Records for this exercise:
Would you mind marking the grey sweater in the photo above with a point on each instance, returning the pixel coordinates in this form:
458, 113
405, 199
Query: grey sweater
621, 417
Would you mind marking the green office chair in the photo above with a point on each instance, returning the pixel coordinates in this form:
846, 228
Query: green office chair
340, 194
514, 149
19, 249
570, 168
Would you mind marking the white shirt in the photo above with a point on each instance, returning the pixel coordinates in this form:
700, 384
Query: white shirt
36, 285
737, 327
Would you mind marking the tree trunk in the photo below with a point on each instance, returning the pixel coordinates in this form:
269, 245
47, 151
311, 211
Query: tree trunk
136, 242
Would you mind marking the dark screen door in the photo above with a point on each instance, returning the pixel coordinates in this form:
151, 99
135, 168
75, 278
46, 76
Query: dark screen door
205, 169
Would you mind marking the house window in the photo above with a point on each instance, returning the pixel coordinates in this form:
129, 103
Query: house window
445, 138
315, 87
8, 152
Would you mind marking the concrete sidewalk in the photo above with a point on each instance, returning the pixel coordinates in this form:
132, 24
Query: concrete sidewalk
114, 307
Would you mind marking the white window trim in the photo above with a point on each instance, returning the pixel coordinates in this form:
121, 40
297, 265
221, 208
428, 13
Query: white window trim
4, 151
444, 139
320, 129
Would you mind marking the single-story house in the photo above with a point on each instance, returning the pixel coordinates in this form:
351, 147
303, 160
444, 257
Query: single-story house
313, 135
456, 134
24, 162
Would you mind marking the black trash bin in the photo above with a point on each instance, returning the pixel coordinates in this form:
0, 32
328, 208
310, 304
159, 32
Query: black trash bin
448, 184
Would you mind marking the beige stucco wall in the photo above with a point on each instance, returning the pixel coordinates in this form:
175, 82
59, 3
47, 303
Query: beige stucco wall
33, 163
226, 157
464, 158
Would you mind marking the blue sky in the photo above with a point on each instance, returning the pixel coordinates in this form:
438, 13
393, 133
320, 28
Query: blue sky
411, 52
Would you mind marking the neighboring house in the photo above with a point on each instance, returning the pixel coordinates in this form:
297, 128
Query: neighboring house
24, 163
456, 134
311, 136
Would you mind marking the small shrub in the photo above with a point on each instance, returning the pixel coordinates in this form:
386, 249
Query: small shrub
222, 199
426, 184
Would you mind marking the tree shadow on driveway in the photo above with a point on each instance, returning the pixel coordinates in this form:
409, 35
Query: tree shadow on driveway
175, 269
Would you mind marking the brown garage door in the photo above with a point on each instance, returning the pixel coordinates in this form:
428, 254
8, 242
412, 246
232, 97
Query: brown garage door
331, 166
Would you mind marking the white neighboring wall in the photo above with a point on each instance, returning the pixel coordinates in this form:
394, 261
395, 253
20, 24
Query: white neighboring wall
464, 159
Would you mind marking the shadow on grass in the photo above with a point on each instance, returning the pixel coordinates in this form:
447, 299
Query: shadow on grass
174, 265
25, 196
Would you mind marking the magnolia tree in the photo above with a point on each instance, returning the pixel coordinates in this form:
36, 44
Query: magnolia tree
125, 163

Stated task: Output all of the material exactly as written.

Full answer:
Would you mind marking the grey sweater in the photo above with a point on each instance, returning the pixel coordinates in this form:
458, 113
405, 199
Query: grey sweater
621, 417
Would you mind marking the green office chair in the photo above with a point on each instance, returning the pixel coordinates in this form:
846, 228
Query: green office chair
340, 194
514, 149
19, 249
570, 168
Would you mind marking the white shirt in the photo above with a point on each instance, returning the pixel coordinates in this form:
700, 384
Query: white shirt
36, 285
737, 327
Would you mind marking the tree trunk in the photo below with a point on each instance, returning the pixel coordinates in this form:
269, 245
47, 151
311, 211
Query: tree trunk
136, 242
Would you mind marking the dark screen door in the photo above with a point on each instance, returning the pixel coordinates in this form:
151, 99
135, 168
75, 278
46, 76
Query: dark screen door
205, 169
Would you mind marking the house window in the photo above with a point on each instance, returning the pixel coordinates in this form:
129, 103
Query: house window
445, 138
315, 87
8, 152
Would you mind marking the concrete sidewalk in the photo above with a point on each instance, returning the pixel coordinates in this form:
132, 24
Query: concrete sidewalk
114, 307
Would you mind marking the white window trim in the photo above with a point on each instance, returning the pixel coordinates in this form:
121, 40
297, 265
221, 208
428, 13
Query: white window trim
4, 151
444, 139
320, 129
Would you mind marking the single-story house in the photo above with a point on each instance, returning the pixel coordinates in this form:
351, 147
303, 160
444, 257
Query: single-story house
313, 135
456, 134
24, 162
Would you mind marking the black trash bin in the photo above with a point on each instance, returning the pixel coordinates in this form:
0, 32
328, 208
310, 304
159, 32
Query: black trash bin
448, 184
Would you mind marking the beige stucco wall in the photo above with a point on each instance, returning the pixel coordinates in this form:
175, 82
59, 3
47, 303
Query: beige stucco wall
33, 163
226, 157
464, 158
Would you mind marking the blue sky in the photo above with a point on each instance, returning the pixel coordinates in this form:
438, 13
393, 133
320, 28
Query: blue sky
411, 52
Would you mind marking the neighboring house in the photo above with a point on each instance, returning the pixel coordinates in this form:
297, 128
Query: neighboring house
24, 163
456, 134
311, 136
Would you mind marking the small shrub in the photo above with a point on each instance, returning the pixel coordinates in this form:
386, 249
Query: small shrub
222, 199
426, 184
Would you mind marking the tree shadow on driveway in the photo above with a point on each instance, returning the pixel coordinates in this form:
409, 35
Query: tree shadow on driveway
175, 269
Would you mind marking the brown garage door in the photo above with a point on each instance, returning the pixel coordinates in this form:
428, 254
8, 242
412, 246
232, 97
Query: brown garage door
331, 166
Would you mind marking the white neighboring wall in the photo above with a point on each instance, returning the pixel coordinates in this form:
394, 261
395, 253
20, 24
Query: white neighboring wall
464, 159
Would you mind marking the shadow on grass in the photo above with a point on each instance, returning the pixel coordinates in this form:
447, 299
Query: shadow on grass
174, 265
25, 196
Would you mind marking the magnolia tree in the photo above with a point on each instance, returning the pixel coordinates in this form:
36, 44
Query: magnolia tree
125, 163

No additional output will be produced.